ラベル付き領域の記録:
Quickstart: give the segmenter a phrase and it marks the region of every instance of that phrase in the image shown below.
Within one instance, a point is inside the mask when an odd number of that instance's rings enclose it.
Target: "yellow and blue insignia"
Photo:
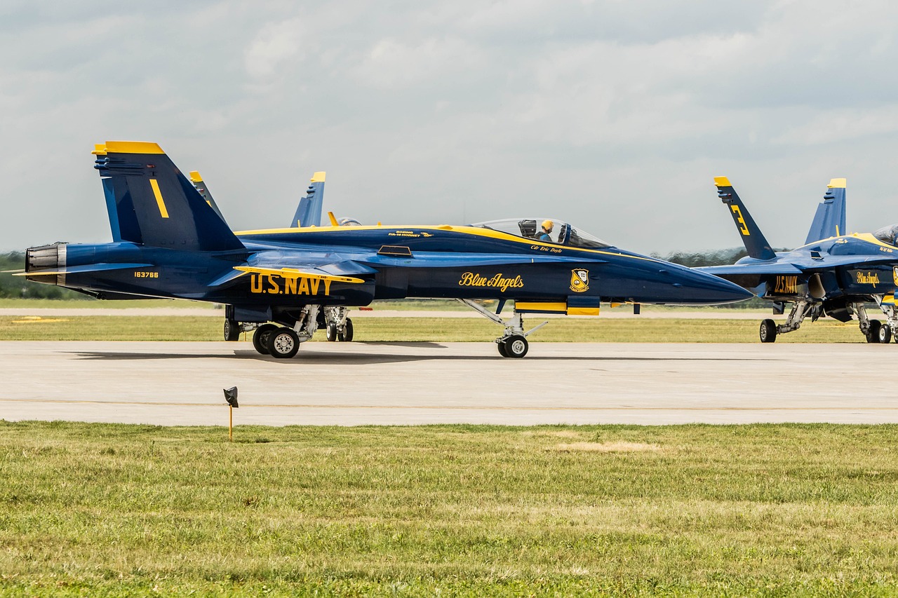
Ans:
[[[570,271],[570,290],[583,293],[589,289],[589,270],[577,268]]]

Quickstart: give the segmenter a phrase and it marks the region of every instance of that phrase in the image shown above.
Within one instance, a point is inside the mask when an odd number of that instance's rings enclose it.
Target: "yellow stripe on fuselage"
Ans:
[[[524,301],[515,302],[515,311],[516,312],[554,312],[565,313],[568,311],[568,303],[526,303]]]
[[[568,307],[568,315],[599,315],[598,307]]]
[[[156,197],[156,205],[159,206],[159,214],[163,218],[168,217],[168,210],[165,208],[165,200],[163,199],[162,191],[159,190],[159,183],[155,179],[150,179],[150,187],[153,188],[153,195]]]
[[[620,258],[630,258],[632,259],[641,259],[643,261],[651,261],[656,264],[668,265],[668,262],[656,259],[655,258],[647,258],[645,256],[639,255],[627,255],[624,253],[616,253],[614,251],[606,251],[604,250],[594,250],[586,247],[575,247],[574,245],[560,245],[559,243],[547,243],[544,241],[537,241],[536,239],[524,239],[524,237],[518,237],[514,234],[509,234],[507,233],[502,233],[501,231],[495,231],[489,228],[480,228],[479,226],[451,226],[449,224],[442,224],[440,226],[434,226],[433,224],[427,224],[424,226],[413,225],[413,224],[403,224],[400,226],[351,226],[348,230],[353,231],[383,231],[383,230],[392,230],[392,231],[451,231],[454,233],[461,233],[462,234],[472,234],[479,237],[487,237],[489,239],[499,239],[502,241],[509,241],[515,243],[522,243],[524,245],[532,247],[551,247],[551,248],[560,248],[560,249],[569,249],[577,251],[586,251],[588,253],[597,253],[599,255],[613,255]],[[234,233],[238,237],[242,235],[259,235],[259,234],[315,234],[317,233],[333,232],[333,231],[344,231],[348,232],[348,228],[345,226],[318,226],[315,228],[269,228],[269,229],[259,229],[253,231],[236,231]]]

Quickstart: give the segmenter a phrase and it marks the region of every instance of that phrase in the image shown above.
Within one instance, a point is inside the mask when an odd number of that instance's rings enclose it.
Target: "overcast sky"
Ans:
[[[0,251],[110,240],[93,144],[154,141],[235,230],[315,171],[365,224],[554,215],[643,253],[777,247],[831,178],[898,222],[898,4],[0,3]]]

--

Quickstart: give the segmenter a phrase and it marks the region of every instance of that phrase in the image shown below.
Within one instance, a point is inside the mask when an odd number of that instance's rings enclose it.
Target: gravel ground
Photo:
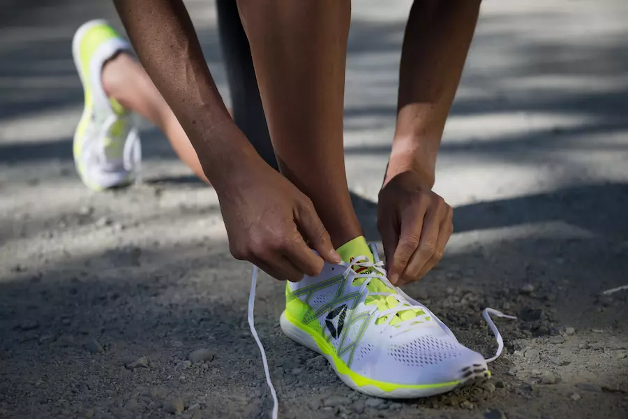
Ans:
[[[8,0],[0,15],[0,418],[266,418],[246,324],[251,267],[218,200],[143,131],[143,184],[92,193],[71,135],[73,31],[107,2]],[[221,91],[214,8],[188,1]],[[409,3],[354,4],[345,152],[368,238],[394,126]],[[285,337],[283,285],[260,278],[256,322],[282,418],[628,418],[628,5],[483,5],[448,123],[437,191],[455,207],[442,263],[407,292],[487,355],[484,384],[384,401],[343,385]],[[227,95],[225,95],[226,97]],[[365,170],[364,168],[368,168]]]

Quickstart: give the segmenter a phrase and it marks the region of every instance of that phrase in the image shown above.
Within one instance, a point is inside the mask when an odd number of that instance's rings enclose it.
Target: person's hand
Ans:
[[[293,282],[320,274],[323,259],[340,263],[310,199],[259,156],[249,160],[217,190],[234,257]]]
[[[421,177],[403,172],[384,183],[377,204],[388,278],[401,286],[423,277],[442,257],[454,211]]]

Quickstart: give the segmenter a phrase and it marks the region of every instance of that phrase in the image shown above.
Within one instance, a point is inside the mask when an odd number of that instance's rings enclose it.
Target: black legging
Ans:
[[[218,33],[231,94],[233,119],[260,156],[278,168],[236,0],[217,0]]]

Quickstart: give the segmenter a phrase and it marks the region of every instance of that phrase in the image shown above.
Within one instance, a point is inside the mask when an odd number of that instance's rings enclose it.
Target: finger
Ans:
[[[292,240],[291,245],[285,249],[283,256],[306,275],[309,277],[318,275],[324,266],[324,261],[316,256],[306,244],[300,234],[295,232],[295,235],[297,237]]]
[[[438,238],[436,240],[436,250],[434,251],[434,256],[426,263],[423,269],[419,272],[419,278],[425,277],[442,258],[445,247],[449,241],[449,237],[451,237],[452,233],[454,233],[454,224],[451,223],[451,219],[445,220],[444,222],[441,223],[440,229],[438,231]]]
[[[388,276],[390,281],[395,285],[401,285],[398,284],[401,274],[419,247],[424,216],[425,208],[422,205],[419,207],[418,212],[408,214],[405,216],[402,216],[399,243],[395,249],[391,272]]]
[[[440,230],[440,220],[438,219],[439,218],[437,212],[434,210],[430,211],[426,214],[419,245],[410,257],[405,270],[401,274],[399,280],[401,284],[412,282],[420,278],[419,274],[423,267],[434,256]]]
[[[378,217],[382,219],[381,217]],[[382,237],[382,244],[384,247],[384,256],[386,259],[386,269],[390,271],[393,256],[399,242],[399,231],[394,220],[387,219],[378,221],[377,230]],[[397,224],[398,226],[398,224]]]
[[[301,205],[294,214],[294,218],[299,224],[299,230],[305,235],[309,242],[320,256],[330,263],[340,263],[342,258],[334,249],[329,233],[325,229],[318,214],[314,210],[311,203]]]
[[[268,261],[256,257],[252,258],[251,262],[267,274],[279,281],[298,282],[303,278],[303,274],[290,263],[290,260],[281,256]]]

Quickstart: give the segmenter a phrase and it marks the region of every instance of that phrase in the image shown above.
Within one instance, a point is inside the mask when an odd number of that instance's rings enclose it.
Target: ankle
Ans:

--

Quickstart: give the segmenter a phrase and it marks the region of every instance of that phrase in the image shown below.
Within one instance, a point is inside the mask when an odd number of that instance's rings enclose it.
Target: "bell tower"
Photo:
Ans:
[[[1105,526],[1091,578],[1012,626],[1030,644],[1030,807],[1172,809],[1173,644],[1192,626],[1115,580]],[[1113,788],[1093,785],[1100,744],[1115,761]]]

課題の目標 ▸ 上の項目から、「yellow」という語を含む行をすべて抜き出してください。

解答例 ▸
Target: "yellow and blue insignia"
Target: "yellow stripe on fuselage"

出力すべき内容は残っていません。